THE PROBLEM: Take the line that contains "Q: Report x and y for each instance of the mural" and every line after it in the material below, and quote them exactly.

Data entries
....
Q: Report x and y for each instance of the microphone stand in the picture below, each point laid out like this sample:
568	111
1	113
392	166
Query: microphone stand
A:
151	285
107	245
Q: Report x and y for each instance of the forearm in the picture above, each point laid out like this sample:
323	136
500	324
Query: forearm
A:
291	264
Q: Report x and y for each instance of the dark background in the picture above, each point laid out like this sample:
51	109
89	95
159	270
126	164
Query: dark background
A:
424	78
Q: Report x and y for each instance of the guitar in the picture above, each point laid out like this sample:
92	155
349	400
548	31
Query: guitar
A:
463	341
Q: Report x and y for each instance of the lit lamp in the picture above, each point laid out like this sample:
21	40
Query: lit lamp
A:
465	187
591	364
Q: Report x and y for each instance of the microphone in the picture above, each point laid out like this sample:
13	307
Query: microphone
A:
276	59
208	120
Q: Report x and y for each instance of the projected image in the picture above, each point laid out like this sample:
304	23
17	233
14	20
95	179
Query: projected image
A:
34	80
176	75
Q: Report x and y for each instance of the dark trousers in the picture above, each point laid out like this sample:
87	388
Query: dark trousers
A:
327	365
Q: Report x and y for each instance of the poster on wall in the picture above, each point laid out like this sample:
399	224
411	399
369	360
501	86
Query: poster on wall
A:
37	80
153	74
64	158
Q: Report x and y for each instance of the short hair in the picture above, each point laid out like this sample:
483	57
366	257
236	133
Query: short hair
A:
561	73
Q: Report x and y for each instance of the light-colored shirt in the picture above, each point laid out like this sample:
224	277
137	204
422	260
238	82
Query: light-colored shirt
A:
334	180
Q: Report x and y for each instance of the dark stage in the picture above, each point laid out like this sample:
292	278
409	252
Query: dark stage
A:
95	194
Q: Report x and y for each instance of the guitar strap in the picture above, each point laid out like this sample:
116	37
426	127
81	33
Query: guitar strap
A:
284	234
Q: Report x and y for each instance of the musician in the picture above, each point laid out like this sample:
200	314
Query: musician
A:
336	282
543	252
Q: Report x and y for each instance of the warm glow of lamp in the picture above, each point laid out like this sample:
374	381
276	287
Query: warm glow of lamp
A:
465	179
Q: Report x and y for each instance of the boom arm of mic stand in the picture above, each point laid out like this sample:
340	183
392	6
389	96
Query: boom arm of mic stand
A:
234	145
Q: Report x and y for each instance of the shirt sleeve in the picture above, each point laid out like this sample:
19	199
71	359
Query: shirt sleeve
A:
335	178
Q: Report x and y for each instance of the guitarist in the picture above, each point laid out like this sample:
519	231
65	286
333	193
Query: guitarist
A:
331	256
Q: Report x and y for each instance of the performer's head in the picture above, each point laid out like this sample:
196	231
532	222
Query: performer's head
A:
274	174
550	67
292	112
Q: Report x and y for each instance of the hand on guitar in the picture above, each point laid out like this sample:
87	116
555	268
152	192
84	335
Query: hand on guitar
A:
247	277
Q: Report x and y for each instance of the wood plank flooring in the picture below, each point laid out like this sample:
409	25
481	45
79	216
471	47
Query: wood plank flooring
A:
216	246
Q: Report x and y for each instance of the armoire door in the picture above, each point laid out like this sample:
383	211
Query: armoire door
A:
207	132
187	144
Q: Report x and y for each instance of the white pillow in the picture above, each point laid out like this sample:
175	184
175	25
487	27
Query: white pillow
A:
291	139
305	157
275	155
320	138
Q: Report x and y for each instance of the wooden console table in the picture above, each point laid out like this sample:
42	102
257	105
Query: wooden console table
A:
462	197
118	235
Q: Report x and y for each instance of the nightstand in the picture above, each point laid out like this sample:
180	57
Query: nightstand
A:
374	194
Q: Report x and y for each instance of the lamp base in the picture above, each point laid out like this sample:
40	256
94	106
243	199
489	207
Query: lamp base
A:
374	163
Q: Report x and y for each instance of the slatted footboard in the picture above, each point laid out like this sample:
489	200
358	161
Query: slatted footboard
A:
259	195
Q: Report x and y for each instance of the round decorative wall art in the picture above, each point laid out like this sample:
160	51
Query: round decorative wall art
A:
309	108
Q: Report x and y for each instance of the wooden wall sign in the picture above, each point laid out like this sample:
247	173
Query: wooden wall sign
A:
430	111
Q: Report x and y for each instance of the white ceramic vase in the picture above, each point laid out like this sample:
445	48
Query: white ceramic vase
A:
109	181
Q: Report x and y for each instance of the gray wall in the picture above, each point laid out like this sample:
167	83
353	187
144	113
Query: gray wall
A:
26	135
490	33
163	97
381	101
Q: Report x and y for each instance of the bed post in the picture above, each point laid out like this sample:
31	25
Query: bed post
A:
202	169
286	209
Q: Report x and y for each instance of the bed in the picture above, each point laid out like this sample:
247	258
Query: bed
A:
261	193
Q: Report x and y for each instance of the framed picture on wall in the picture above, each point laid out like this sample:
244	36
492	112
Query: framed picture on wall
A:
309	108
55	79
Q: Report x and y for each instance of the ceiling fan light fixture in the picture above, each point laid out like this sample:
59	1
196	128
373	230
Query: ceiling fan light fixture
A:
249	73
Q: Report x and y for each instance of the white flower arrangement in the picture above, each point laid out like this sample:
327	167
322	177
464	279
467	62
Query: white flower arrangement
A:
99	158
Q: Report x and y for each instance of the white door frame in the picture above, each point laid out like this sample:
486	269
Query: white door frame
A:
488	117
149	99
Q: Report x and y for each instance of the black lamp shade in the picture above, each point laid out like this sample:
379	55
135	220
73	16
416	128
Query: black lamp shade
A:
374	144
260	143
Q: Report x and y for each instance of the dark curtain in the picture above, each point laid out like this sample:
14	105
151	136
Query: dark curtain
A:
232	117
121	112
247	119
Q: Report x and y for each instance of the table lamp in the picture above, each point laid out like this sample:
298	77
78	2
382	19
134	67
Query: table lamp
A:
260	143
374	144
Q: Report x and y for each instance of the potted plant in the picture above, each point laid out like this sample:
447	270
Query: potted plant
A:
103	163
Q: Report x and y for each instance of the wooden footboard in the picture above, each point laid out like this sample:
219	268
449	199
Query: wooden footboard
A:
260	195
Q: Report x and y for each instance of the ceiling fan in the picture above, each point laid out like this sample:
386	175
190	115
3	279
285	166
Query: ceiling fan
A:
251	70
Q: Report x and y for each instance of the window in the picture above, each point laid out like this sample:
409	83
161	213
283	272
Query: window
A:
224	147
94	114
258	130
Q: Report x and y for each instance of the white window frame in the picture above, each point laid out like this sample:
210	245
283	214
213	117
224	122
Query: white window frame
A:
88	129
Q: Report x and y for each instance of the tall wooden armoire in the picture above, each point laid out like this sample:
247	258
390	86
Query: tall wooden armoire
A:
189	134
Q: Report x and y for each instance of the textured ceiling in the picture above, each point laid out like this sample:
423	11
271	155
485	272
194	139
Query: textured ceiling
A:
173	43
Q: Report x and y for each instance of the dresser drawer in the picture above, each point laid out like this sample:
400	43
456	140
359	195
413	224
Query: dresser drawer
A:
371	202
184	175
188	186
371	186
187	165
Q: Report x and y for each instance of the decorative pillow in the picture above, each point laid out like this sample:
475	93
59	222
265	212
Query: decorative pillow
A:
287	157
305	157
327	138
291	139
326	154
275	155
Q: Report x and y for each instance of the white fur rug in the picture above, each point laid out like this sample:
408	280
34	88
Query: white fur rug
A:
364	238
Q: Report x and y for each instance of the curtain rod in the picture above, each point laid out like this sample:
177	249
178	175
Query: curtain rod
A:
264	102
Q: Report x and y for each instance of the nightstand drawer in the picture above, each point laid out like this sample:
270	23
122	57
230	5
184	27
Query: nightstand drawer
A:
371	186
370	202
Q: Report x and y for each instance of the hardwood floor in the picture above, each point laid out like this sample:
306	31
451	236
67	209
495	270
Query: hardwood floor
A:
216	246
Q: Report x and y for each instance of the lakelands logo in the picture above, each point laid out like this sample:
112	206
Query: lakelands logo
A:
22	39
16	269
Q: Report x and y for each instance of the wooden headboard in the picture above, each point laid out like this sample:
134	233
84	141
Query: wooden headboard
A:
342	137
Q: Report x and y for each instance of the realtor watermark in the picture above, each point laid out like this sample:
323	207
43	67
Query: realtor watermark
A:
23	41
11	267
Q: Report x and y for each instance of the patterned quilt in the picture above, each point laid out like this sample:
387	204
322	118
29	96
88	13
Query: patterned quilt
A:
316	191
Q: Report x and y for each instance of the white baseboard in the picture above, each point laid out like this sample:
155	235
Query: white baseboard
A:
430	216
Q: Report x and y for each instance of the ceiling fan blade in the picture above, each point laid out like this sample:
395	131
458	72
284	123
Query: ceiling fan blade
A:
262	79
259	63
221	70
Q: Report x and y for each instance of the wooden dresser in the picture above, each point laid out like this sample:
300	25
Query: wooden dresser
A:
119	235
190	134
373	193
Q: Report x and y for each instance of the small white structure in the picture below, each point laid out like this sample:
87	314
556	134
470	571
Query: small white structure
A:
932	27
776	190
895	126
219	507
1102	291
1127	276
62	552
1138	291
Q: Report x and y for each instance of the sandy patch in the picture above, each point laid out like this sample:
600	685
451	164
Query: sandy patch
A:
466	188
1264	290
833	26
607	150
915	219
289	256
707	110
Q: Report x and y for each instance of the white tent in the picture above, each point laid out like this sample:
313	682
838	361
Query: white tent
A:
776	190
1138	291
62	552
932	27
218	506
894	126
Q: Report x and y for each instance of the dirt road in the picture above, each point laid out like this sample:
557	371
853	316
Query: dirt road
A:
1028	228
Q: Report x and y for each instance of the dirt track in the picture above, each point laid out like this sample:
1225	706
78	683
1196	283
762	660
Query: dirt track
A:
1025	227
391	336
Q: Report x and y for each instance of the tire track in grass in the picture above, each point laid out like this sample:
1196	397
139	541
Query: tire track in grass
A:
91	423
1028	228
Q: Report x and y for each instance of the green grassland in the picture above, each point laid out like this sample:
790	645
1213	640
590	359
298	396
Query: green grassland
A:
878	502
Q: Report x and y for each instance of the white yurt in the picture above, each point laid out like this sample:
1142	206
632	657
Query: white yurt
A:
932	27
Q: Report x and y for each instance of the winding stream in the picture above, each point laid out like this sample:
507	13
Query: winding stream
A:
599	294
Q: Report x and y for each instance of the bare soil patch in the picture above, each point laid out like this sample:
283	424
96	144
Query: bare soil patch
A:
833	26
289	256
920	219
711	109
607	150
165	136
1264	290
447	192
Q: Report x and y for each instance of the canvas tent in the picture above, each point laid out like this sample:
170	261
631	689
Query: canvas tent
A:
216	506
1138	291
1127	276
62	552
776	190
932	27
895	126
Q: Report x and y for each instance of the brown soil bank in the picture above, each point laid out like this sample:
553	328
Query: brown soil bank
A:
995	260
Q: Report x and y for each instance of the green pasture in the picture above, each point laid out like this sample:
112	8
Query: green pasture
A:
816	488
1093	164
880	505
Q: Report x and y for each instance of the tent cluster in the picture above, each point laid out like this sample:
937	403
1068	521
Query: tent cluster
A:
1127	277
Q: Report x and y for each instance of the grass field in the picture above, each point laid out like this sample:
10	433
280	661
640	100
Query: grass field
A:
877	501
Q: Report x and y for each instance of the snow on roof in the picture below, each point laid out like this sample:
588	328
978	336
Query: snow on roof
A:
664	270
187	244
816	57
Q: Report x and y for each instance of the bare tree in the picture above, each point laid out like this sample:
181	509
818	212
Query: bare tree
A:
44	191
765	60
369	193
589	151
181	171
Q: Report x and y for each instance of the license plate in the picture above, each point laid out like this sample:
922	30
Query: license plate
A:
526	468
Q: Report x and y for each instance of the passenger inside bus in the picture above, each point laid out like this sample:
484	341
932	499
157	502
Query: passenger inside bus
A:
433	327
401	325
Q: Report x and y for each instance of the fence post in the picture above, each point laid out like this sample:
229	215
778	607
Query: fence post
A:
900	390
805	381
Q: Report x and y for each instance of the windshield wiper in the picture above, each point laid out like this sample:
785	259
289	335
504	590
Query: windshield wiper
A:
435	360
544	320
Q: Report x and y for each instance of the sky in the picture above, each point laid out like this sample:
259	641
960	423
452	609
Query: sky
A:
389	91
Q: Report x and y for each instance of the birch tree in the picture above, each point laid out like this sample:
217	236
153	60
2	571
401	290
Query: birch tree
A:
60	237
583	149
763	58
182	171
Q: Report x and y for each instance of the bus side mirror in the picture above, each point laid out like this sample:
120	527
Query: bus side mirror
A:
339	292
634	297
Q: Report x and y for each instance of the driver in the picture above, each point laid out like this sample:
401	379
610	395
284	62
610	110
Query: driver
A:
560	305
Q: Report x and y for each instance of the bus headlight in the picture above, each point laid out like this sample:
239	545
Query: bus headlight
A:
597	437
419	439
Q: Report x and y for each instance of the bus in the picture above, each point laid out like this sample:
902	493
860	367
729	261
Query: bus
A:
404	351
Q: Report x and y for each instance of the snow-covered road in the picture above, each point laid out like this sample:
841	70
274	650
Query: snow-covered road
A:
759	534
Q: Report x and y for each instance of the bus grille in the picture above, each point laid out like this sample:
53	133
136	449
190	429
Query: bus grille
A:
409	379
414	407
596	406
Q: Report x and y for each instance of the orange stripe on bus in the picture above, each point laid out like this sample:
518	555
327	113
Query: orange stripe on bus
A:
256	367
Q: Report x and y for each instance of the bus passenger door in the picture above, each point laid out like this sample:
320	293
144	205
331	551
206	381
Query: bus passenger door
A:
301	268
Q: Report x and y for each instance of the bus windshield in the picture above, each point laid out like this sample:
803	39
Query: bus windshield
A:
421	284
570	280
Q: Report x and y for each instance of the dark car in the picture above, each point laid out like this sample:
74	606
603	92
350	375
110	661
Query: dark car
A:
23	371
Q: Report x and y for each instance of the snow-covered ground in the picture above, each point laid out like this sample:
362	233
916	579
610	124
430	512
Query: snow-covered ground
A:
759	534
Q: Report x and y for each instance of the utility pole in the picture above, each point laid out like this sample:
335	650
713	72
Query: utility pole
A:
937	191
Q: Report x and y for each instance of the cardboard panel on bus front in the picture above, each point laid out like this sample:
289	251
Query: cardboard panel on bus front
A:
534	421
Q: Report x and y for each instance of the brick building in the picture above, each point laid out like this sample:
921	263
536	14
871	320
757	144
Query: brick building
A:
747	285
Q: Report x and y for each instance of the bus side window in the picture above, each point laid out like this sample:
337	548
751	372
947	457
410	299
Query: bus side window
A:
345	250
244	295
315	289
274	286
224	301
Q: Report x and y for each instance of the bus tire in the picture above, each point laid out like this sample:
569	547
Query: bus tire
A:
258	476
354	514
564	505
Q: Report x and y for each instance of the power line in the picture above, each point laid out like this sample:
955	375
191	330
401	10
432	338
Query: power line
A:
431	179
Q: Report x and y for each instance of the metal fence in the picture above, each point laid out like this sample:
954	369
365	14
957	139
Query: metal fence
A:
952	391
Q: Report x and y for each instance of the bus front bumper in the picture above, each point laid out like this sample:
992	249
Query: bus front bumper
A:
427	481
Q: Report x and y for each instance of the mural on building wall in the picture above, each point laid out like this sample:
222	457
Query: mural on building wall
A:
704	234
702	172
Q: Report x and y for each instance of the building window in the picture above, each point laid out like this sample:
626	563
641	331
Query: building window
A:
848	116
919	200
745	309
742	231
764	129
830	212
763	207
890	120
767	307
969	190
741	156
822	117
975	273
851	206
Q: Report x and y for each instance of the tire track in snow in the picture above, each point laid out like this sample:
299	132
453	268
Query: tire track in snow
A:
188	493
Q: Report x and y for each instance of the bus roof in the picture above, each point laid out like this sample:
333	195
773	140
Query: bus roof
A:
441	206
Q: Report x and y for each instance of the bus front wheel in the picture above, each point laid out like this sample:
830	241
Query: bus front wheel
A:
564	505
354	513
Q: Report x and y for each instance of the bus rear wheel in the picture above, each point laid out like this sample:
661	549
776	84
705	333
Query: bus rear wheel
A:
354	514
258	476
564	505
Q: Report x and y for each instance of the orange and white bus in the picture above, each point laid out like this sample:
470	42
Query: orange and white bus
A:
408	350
....
IN RESPONSE:
Q: Report x and y for each instance of the mural on building wall in the picture above, each point laid out like this sample:
222	457
Query: mural on building wall
A:
704	234
702	172
Q: Report x and y for each instance of the building window in the picture above, each point laid out like this sample:
626	563
641	331
Query: building window
A:
848	116
919	200
745	309
742	231
764	129
830	212
763	207
890	120
767	307
969	190
741	156
822	117
975	273
851	206
Q: Report x and y for each instance of the tire track in snow in the picture above, each point laid out like this sample:
299	132
453	268
Query: tire track in snow
A:
188	493
Q: Report x and y for each instance of the bus roof in the picture above, each point laid out like this sample:
333	195
773	140
Query: bus roof
A:
441	206
Q: Report x and y for each instance of the bus front wheel in the picture above, each point laid out like this sample:
830	241
Query: bus front wheel
A:
564	505
354	513
Q: Report x and y for each instance of the bus rear wheel in the picture above, each point laid out like this sample:
661	549
776	84
705	333
Query: bus rear wheel
A:
354	514
258	476
564	505
Q: Report x and y for each instance of the orange and white bus in the picture above, each point laid out like this sample:
470	42
Query: orange and white bus
A:
408	350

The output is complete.